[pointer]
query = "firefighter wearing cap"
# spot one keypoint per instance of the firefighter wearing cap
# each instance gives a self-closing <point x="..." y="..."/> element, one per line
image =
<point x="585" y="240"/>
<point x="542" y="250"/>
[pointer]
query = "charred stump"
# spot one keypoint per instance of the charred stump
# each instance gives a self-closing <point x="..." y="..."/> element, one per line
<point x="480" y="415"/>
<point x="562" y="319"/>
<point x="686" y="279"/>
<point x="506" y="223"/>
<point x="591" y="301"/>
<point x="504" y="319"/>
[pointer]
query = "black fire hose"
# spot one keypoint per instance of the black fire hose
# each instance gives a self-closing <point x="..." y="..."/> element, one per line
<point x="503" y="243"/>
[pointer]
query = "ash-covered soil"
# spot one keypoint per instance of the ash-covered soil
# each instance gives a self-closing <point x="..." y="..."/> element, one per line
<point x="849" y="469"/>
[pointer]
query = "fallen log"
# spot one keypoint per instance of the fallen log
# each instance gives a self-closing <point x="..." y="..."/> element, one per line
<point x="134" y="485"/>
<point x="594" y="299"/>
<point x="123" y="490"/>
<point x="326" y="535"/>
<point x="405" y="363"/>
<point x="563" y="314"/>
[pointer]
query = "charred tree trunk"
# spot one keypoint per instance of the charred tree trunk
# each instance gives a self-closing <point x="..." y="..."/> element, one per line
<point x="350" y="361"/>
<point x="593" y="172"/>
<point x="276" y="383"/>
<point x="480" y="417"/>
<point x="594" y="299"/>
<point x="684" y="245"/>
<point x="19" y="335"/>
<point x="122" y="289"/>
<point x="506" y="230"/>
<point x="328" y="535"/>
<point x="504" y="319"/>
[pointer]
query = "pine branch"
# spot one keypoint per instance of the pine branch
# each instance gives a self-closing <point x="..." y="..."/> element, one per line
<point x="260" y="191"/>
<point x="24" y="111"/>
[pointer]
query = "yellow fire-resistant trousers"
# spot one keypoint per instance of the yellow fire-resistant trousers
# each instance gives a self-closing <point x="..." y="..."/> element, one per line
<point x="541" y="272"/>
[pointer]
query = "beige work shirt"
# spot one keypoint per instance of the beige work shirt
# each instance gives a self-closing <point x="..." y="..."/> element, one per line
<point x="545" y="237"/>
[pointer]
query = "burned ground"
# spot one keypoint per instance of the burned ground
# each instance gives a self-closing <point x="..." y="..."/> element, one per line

***

Write out the records shown above, exactly as they appear.

## OUTPUT FOR THIS EXERCISE
[pointer]
query = "firefighter wearing cap"
# spot one keypoint per instance of the firefighter wearing cap
# each instance gives a self-closing <point x="..." y="..."/> element, one per line
image =
<point x="585" y="240"/>
<point x="542" y="250"/>
[pointer]
query = "charred stump"
# spot one keypoint per instance of the charred stump
# each instance gives a self-closing <point x="..." y="..."/> element, one per line
<point x="480" y="415"/>
<point x="562" y="319"/>
<point x="686" y="279"/>
<point x="506" y="223"/>
<point x="591" y="301"/>
<point x="504" y="319"/>
[pointer]
query = "black fire hose"
# spot one keypoint per instance of the black fire hose
# each instance gives a self-closing <point x="..." y="..."/> element, one per line
<point x="503" y="243"/>
[pointer]
query = "ash-covered soil"
# spot one keypoint per instance of the ash-covered soil
# each instance gives a self-closing <point x="..." y="..."/> element, one per line
<point x="849" y="469"/>
[pointer]
query = "fallen log"
# spot one keypoint per instance of the fallen log
# each instance gives a self-closing <point x="..." y="..."/> element, one per line
<point x="134" y="485"/>
<point x="594" y="299"/>
<point x="123" y="490"/>
<point x="326" y="535"/>
<point x="405" y="363"/>
<point x="563" y="314"/>
[pointer]
query = "charred tree trunk"
# spot one keypoint per instance of the charred tree trunk
# each instance gives a self-closing <point x="..." y="..."/> element, one per line
<point x="350" y="361"/>
<point x="593" y="172"/>
<point x="276" y="383"/>
<point x="480" y="417"/>
<point x="594" y="299"/>
<point x="684" y="245"/>
<point x="19" y="335"/>
<point x="122" y="289"/>
<point x="506" y="230"/>
<point x="328" y="535"/>
<point x="504" y="319"/>
[pointer]
query = "pine branch"
# spot one keypoint per instance of the pine branch
# each instance gives a self-closing <point x="..." y="..."/> element, one per line
<point x="260" y="191"/>
<point x="24" y="111"/>
[pointer]
query = "yellow fire-resistant trousers"
# spot one keypoint per instance of the yellow fire-resistant trousers
# each instance gives a self-closing <point x="..." y="..."/> element, one per line
<point x="541" y="272"/>
[pointer]
query = "beige work shirt"
# spot one keypoint per instance of the beige work shirt
# each instance gives a self-closing <point x="..." y="..."/> element, one per line
<point x="545" y="237"/>
[pointer]
query = "burned ground"
# spot one keypoint per instance of the burned ground
# each instance gives a self-closing <point x="..." y="..."/> element, one per line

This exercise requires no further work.